Substitute "one line" for "single line" in each item below and leave everything else unchanged.

═══ Exercise inputs

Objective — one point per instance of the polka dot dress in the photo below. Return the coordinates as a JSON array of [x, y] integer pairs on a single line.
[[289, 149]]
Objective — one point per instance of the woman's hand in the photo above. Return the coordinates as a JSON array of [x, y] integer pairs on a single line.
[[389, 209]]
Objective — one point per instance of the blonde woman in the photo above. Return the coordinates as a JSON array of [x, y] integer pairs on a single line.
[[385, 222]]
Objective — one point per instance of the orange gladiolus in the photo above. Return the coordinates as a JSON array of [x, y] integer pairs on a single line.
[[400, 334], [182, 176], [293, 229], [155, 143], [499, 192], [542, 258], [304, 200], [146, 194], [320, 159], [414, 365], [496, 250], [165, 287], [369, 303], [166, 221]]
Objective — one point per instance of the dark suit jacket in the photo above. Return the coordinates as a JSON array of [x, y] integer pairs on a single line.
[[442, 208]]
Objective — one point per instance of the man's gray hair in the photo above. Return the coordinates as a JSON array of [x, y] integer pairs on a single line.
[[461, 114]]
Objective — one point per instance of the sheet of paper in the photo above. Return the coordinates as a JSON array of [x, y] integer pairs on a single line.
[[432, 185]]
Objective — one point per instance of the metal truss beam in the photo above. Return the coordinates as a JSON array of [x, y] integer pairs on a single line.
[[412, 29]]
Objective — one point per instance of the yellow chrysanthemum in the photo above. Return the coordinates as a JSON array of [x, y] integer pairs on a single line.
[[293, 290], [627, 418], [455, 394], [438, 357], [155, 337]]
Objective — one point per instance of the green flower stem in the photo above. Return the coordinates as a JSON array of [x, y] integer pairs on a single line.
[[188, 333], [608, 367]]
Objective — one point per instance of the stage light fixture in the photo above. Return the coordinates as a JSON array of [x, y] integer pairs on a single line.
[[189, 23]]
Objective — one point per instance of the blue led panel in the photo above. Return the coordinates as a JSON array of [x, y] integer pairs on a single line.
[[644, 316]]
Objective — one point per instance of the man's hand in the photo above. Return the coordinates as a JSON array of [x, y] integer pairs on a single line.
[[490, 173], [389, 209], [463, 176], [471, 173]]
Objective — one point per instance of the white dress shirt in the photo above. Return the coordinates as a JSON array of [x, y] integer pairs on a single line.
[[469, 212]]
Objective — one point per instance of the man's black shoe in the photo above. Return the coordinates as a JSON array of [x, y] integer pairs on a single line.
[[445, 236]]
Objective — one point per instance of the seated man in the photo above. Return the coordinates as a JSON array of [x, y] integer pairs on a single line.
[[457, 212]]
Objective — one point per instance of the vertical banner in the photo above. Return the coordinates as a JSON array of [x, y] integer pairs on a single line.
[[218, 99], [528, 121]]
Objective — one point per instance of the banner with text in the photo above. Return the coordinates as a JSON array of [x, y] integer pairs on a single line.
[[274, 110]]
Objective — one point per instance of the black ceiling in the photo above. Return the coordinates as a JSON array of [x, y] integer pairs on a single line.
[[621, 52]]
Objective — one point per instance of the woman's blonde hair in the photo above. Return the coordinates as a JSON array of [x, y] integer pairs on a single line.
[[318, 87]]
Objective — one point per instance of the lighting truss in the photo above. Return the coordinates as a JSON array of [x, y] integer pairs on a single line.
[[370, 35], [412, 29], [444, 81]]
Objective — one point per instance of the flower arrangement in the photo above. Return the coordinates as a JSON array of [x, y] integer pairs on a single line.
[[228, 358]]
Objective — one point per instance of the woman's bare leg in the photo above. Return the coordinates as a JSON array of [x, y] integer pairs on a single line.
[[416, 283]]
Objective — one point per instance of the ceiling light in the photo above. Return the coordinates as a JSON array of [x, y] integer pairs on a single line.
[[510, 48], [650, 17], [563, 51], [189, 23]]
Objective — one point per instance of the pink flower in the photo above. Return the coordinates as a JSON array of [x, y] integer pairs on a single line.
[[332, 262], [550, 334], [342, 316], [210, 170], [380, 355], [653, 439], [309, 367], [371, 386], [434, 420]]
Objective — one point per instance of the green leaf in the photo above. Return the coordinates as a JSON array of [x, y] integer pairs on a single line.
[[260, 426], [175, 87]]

══════

## Correct answer
Objective — one point per instance of the polka dot dress in the photo below. Return the coordinates as a JSON array of [x, y] integer pairs on a one line.
[[289, 149]]
Objective — one point per instance of the woman's hand in the photo above. Return the coordinates as a JSON array of [x, y] integer pairs on a one line.
[[389, 209]]
Objective — one point per instance of the blonde woman in the photo above. Return the coordinates as a JSON array of [x, y] integer pairs on a one line.
[[385, 222]]
Objective — one point per instance of the orange gladiolus in the photo above. Return the coordinates as a JSON array of [x, y] integer pairs on a one line.
[[400, 334], [182, 176], [293, 229], [155, 143], [499, 192], [542, 258], [304, 200], [146, 194], [320, 159], [414, 365], [496, 250], [165, 287], [369, 303], [166, 221]]
Objective — one point per instance of the dark suit jacket in the photo above. Return the coordinates as a JSON array of [x, y] integer pairs on a one line.
[[442, 208]]
Objective — one point per instance of the man's gray hair in the photo above. Return the coordinates as a JSON array of [x, y] integer pairs on a one line.
[[461, 114]]
Objective — one point per instance of the sheet of paper in the photo above. Return the coordinates as a JSON array of [x, y] integer pairs on a one line.
[[432, 185]]
Objective — one point per instance of the metal truss beam in the photo above. Return the coordinates as a JSON array of [x, y] integer pairs on a one line.
[[412, 29]]
Objective — one point per instance of the yellow chrysanthemum in the photo above. Return the coordinates as a JSON array of [x, y] integer pairs on a one line.
[[293, 290], [627, 418], [455, 394], [438, 357], [155, 337]]
Objective — one point per instance of the green flower stem in the photo above. Return the coordinates as a JSON array of [x, y] integer pairs on a one line.
[[188, 333], [608, 367]]
Objective — one point per instance of the stage light fixture in the photo above. Return the coordinates as a JSON array of [x, y] integer pairs on a one line.
[[189, 23]]
Objective — one point per instance of the blue led panel in the photo above. Return the coordinates as a JSON array of [x, y] integer pairs on a one line.
[[644, 316]]
Objective — one point per instance of the man's hand in the photo above. Return the coordinates as a JSON array of [x, y] integer pairs on a one line.
[[490, 173], [389, 209], [463, 176], [471, 173]]
Objective — one point per instance of the white dress shirt in the photo above. Return the coordinates as a JSON array of [x, y] integer pairs on a one line.
[[469, 212]]
Objective — one point per instance of the man's black shoe in the photo above. Return the coordinates as a JSON array of [x, y] integer pairs on a one line.
[[445, 236]]
Objective — one point per instance of the seated man in the photo above. Return the coordinates as a JSON array of [x, y] integer pairs on a one line.
[[457, 212]]
Objective — one point per instance of the vertical banner in the photo above. Return the coordinates as a JSON array of [x, y] integer pairs on a one line.
[[218, 99], [528, 121]]
Objective — one point per instance of the banner with text in the photo above. Return the coordinates as a JSON array of [x, y] integer pairs on a one line.
[[274, 110]]
Objective — one point per instance of the black ceiling in the photo above. Return the coordinates as a JSON array of [x, y] integer pairs on a one line.
[[621, 52]]
Objective — one point per instance of the woman's blonde hair in the photo above. Return the coordinates as a JSON array of [x, y] integer pairs on a one line.
[[318, 87]]
Objective — one point per instance of the lighting truss in the photo above. Return the coordinates as a JSON array of [x, y] integer pairs on a one line.
[[370, 35], [412, 29], [444, 81]]
Objective — one point per instance of the flower arrangement in the photo above. Return the coordinates as a JSON array of [x, y] integer pairs on a one line.
[[228, 358]]
Objective — one point per instance of the woman's bare leg in the photo above. Return the coordinates as a JSON array of [x, y] integer pairs on a one line.
[[416, 283]]
Objective — one point per instance of the ceiling light in the photo above. Return the coordinates as a JSON array of [x, y] integer pairs on a one line.
[[510, 48], [650, 17], [563, 51], [189, 23]]
Objective — one point per instance of the pink flower in the photo above. Return the coordinates as a JSON array of [x, y] integer pairs on a one line.
[[332, 262], [550, 334], [342, 316], [210, 170], [380, 355], [653, 439], [309, 367], [371, 386], [434, 420]]
Objective — one point per instance of the green leaf in the photo above. Return the coordinates as a JSON array of [x, y] integer pairs on a one line.
[[260, 426], [175, 87]]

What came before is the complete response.